#### [STORED RECORDS]
-------

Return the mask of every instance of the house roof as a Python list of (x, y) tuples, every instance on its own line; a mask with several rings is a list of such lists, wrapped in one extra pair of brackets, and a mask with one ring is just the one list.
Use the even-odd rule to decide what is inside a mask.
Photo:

-------

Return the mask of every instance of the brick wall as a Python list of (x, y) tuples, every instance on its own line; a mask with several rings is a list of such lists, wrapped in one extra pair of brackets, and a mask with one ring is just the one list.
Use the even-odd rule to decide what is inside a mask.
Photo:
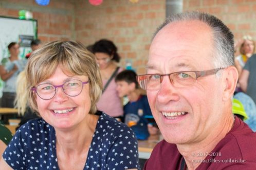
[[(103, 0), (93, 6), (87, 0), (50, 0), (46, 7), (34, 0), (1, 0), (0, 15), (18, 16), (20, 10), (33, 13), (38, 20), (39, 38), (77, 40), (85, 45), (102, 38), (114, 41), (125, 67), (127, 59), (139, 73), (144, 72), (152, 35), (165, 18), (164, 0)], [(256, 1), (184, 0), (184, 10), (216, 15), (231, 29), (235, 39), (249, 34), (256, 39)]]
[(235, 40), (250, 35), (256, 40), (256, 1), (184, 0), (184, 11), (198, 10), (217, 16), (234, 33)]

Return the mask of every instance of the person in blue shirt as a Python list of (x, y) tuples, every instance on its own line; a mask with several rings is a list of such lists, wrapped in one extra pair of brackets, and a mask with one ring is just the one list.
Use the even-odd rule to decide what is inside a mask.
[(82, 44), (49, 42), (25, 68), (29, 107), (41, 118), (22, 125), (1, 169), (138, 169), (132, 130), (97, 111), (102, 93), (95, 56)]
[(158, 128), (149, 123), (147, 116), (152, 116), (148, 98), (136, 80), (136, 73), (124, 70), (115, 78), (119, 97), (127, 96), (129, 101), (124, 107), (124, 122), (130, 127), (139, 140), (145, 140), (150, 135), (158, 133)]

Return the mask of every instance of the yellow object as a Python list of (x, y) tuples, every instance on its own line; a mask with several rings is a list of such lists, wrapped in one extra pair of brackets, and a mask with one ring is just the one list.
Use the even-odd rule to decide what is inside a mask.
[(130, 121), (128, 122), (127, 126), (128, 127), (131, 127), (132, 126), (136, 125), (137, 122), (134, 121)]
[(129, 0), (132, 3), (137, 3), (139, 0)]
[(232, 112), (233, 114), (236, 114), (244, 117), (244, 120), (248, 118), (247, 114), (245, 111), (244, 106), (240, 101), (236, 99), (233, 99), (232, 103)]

-------

#### [WRITTEN REQUEST]
Retype the records that open with the line containing "Return the mask of every instance of the yellow" and close with the line containing "99), (232, 103)]", keeping both of those lines and reproducing every character unchanged.

#### [TASK RESPONSE]
Return the mask of every instance of the yellow object as a Python list of (x, y) tuples, every instance on its own line; a mask with several rings is a list of such lists, wrapped in one extra pair of brackets, and a mask with one ring is just the one list.
Use the even-odd rule to decide what is inside a mask.
[(130, 121), (128, 122), (127, 126), (128, 127), (131, 127), (132, 126), (136, 125), (137, 122), (134, 121)]
[(129, 0), (132, 3), (137, 3), (139, 0)]
[(232, 112), (233, 114), (236, 114), (244, 117), (244, 120), (248, 118), (247, 114), (245, 111), (244, 106), (240, 101), (236, 99), (233, 99), (232, 103)]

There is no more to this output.